Exercise goal → Copy out the records verbatim, starting at the line that contains "TARGET = ford mustang gt" and continuing through the last line of the records, omitting the pictures.

- - - - - - -

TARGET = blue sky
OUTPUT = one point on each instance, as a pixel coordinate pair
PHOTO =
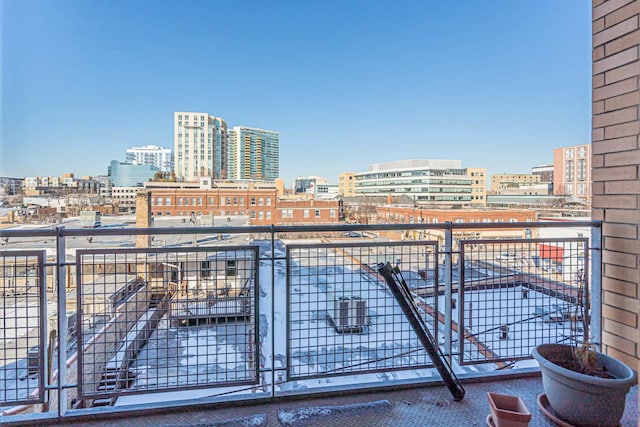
(496, 84)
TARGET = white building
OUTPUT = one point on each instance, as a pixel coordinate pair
(162, 158)
(425, 181)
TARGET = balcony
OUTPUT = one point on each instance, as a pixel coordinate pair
(223, 320)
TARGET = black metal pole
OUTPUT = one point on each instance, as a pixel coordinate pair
(401, 293)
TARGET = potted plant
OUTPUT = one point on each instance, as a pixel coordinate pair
(582, 386)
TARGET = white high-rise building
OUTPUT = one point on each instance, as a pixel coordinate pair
(162, 158)
(200, 146)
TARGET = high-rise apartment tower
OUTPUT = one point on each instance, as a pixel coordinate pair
(253, 153)
(200, 146)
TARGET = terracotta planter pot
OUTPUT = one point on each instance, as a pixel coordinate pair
(583, 399)
(508, 411)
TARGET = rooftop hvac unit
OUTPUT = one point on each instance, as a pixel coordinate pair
(349, 314)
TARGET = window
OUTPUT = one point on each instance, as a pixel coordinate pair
(205, 267)
(582, 170)
(568, 171)
(231, 268)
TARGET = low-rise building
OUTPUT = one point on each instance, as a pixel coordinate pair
(124, 174)
(417, 215)
(257, 200)
(347, 184)
(572, 175)
(505, 181)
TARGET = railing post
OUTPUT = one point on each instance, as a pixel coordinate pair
(61, 281)
(596, 284)
(273, 311)
(448, 288)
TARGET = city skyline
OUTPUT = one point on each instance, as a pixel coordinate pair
(337, 86)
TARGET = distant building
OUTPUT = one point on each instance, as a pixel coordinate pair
(416, 215)
(544, 171)
(124, 174)
(504, 181)
(253, 154)
(162, 158)
(65, 184)
(105, 185)
(311, 186)
(572, 176)
(347, 184)
(478, 186)
(280, 186)
(125, 198)
(10, 186)
(200, 146)
(425, 181)
(256, 200)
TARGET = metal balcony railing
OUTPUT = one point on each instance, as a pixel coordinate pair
(237, 313)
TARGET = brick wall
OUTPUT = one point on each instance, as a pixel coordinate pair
(615, 161)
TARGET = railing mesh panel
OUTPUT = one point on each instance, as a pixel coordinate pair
(342, 318)
(517, 294)
(22, 295)
(163, 319)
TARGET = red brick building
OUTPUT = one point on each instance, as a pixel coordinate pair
(257, 201)
(411, 215)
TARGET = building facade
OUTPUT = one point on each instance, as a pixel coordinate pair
(544, 171)
(504, 181)
(253, 153)
(478, 186)
(425, 181)
(67, 183)
(124, 198)
(347, 184)
(414, 215)
(572, 177)
(123, 174)
(615, 163)
(10, 186)
(258, 201)
(162, 158)
(200, 146)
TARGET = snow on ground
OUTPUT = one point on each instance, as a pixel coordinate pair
(218, 354)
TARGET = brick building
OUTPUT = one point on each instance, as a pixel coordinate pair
(615, 162)
(411, 215)
(259, 202)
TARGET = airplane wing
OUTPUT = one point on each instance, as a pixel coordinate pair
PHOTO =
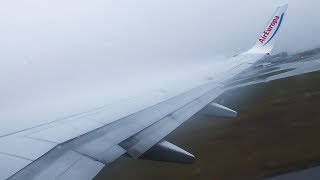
(79, 146)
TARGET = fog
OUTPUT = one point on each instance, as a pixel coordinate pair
(91, 52)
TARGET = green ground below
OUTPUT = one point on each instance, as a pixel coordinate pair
(278, 130)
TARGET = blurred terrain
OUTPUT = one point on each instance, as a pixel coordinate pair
(277, 131)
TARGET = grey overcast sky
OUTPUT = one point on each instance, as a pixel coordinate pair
(122, 29)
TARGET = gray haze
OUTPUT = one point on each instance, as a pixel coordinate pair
(76, 52)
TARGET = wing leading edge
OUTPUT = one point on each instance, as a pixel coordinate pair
(80, 150)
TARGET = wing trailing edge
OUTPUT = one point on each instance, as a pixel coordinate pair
(168, 152)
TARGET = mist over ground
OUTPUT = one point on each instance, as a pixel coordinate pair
(91, 52)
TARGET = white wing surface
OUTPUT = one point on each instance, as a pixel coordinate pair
(79, 146)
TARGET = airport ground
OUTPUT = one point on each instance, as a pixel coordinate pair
(277, 130)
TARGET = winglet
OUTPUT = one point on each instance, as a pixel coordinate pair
(266, 41)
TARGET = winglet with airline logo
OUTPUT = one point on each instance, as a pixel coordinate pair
(266, 41)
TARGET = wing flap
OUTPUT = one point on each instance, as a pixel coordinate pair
(10, 165)
(144, 140)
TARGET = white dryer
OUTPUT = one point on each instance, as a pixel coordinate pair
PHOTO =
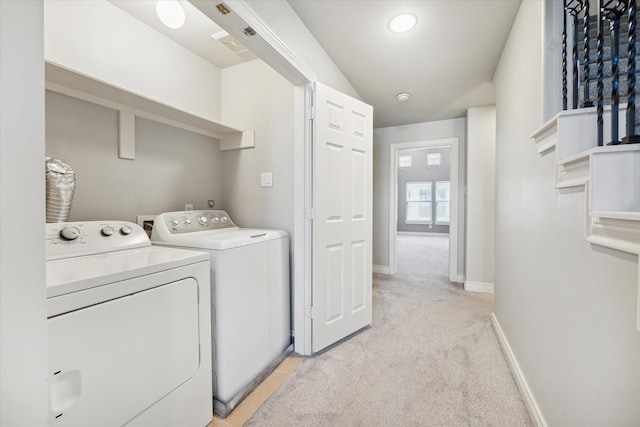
(128, 328)
(250, 296)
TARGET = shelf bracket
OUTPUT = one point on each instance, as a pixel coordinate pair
(126, 135)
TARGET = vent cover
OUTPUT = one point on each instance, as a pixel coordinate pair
(230, 42)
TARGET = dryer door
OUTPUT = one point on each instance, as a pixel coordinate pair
(110, 362)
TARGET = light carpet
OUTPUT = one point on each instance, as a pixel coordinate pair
(431, 358)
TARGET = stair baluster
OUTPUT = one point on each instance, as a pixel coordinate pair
(613, 11)
(600, 84)
(631, 137)
(587, 98)
(564, 55)
(574, 7)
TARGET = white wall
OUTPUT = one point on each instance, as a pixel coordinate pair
(98, 39)
(23, 334)
(172, 166)
(566, 307)
(256, 97)
(480, 226)
(382, 140)
(285, 23)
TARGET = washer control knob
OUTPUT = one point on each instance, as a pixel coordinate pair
(70, 233)
(107, 231)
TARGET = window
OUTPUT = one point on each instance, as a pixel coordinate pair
(443, 196)
(404, 161)
(418, 199)
(434, 159)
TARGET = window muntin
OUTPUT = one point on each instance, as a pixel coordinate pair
(404, 161)
(434, 159)
(418, 200)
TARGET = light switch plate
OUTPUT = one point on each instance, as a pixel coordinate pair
(266, 179)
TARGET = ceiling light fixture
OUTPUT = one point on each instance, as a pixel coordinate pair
(403, 22)
(170, 13)
(403, 97)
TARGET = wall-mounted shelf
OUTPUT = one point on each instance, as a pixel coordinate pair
(573, 135)
(610, 175)
(67, 82)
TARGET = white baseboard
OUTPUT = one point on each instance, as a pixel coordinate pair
(381, 269)
(486, 288)
(457, 279)
(521, 381)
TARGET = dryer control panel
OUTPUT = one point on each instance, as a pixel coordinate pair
(73, 239)
(190, 221)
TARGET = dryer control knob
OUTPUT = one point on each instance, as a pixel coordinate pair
(69, 233)
(107, 231)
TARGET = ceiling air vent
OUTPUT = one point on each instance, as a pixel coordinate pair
(230, 42)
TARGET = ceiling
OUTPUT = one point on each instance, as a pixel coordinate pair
(446, 62)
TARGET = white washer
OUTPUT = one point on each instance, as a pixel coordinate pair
(128, 328)
(250, 296)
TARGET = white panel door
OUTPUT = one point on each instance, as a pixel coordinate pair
(342, 193)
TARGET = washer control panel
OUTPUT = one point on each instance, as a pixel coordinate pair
(190, 221)
(71, 239)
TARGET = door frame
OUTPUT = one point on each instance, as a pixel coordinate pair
(454, 145)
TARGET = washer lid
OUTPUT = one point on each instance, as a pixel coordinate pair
(223, 239)
(79, 273)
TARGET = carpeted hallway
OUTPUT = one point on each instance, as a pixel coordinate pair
(431, 358)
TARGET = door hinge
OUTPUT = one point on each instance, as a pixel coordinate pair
(308, 213)
(310, 113)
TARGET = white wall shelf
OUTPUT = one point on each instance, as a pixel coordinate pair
(573, 135)
(610, 175)
(70, 83)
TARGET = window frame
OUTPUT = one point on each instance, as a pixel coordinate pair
(404, 157)
(428, 200)
(447, 201)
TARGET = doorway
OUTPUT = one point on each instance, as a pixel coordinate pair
(421, 219)
(423, 211)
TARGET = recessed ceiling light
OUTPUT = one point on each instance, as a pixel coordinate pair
(170, 13)
(403, 97)
(403, 22)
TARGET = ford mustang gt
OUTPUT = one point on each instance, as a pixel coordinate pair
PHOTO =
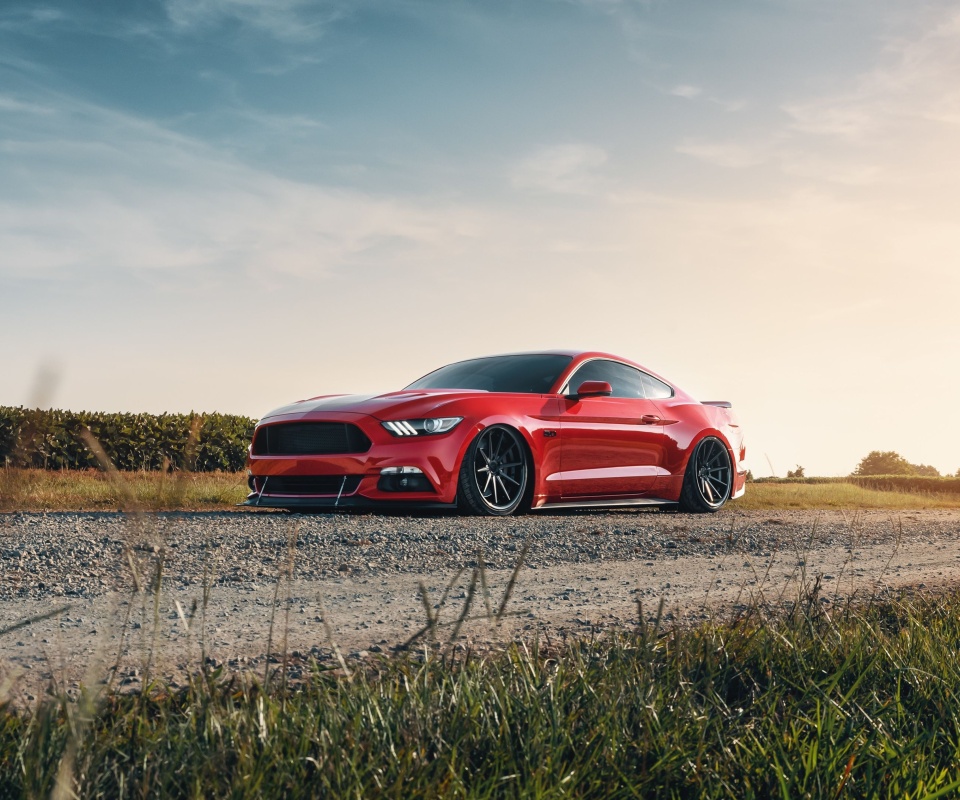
(504, 434)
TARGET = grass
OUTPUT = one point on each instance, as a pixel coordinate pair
(771, 496)
(853, 702)
(806, 699)
(71, 490)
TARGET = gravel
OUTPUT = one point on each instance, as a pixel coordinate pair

- - - - - - -

Finished exercise →
TARGET = ford mustang gt
OUTPUT = one point on each instance, as a pixel coordinate pair
PHOTO =
(504, 434)
TARGET = grass
OUTPUT = one point on each instance, as a pixel coordinate pair
(771, 496)
(853, 702)
(806, 699)
(71, 490)
TARGET = gravel
OUTPUT = one point on each instance, as a pixel coordinate pair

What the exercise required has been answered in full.